:: PROVIDED INFORMATION

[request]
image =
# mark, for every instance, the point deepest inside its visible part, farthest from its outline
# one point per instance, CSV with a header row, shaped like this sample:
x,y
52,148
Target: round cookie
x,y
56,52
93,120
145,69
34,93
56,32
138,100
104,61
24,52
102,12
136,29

::::

## WHAT YOU NEED TO DO
Set the data above down again in full, exactly as it reads.

## EXERCISE RESPONSE
[request]
image =
# mark, for every instance, the point deepest inside its visible part, farthest from its outline
# one point per instance, CSV with a header row, shaped like this sample:
x,y
52,148
Target: round cookie
x,y
56,52
93,120
145,69
34,93
56,32
138,100
104,61
24,52
102,12
136,29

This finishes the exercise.